WHAT YOU HAVE TO DO
Reproduce verbatim every line from the first of the rows down to and including the line containing "left=60, top=234, right=80, bottom=247".

(Extracted data entries)
#####

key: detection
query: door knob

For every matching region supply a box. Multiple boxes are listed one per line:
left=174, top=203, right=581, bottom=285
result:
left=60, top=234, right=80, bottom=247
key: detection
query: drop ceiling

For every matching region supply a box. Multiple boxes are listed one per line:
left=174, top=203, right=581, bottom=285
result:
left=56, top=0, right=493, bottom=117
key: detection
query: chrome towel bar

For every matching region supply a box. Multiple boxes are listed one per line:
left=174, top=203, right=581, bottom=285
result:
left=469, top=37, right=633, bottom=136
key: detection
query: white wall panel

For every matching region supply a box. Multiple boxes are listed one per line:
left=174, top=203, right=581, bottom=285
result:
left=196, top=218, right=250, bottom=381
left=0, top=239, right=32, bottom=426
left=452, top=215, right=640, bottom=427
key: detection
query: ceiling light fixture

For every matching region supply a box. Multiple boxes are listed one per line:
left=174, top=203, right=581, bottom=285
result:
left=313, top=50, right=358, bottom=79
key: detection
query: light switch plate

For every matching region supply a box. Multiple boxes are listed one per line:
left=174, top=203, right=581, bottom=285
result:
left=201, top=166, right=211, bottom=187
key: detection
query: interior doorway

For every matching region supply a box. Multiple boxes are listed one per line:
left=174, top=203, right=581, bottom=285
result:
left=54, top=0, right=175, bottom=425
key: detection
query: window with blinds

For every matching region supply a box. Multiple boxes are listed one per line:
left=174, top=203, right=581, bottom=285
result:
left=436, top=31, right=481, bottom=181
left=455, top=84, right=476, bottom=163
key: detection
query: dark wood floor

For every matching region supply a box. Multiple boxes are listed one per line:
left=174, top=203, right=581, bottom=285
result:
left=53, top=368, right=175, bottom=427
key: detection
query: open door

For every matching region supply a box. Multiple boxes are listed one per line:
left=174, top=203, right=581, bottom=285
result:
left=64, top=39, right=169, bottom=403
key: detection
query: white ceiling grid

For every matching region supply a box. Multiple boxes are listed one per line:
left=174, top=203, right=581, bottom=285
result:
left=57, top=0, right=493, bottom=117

#####

SOLUTION TO THE PROBLEM
key: detection
query: door knob

For every matching region supply a box. Multiple boxes are listed one per line:
left=174, top=203, right=581, bottom=285
result:
left=60, top=234, right=80, bottom=247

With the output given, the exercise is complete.